Goal of the exercise
Reproduce each of the following lines verbatim, without altering any character, spacing, or line break.

--*--

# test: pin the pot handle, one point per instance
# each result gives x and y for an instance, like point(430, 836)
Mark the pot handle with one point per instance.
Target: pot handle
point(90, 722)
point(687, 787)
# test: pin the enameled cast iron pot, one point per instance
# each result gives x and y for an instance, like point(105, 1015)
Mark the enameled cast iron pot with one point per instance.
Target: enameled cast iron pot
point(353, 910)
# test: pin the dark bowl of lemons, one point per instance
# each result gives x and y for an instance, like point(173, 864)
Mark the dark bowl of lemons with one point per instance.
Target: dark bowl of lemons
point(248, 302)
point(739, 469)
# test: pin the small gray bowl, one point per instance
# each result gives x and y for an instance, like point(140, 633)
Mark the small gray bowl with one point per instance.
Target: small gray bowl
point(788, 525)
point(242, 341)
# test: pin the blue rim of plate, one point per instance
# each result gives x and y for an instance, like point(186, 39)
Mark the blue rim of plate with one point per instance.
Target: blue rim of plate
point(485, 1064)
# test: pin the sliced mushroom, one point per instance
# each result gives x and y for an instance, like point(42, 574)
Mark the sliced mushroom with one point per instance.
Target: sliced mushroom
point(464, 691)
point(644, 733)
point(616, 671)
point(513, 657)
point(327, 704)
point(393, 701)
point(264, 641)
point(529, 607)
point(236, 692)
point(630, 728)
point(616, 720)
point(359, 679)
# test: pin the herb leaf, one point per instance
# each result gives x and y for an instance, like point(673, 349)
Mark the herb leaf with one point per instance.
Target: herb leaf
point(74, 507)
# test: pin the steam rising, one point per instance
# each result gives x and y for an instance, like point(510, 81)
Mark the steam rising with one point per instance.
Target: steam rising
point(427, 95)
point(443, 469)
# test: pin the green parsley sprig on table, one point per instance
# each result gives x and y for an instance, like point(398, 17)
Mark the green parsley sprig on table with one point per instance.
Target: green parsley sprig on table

--*--

Output below
# test: pin the pot handle, one point per instance
# each result gives x and y for an instance, like point(430, 836)
Mark the pot handle with one point per instance.
Target: pot handle
point(90, 722)
point(687, 787)
# test: pin the enameled cast iron pot, one point per instance
# each result gives x and y for an instance, like point(105, 1015)
Mark the enameled cast iron pot with one point per instance.
Target: enameled cast iron pot
point(353, 910)
# test: pin the dark bowl of lemons, one point per instance
# each result gives x and y for an instance, like point(173, 864)
Mark the dark bowl of lemons with one point per instance.
Target: dark bowl of lemons
point(248, 302)
point(739, 469)
# test: pin the small gray bowl, one point per instance
# each result gives x and y for an instance, like point(140, 633)
Mark the small gray bowl with one point per instance.
Target: small gray bowl
point(788, 525)
point(242, 341)
# test: pin the blue rim of plate, one point per instance
# each result gives x and y for an instance, like point(186, 39)
Mark the blue rim of plate with one point per instance.
Target: blue rim of plate
point(485, 1064)
# test: pin the sliced mushroom, one point per instance
# each result gives x and y for an instance, like point(42, 574)
Mark the sliced mushroom with one point per instance.
Target: sliced mushroom
point(464, 691)
point(644, 733)
point(616, 671)
point(513, 657)
point(327, 704)
point(393, 701)
point(264, 641)
point(529, 607)
point(236, 692)
point(630, 728)
point(616, 720)
point(359, 679)
# test: pin the herb leaf, one point per instance
# each result gives x and y for an instance, like point(673, 349)
Mark the herb leaf with one point per instance.
Target: herb leaf
point(74, 507)
# test: pin the steam rising, one point per instance
# each result gives x and y for an instance, like point(510, 81)
Mark the steam rising with one point per instance.
Target: steam rising
point(427, 95)
point(443, 469)
# test: pin the green parsley sprig on table, one point per instance
# each result gives x and y for an instance, like point(398, 17)
Mark the green parsley sprig on table with one point per instance.
Target: green parsley sprig on table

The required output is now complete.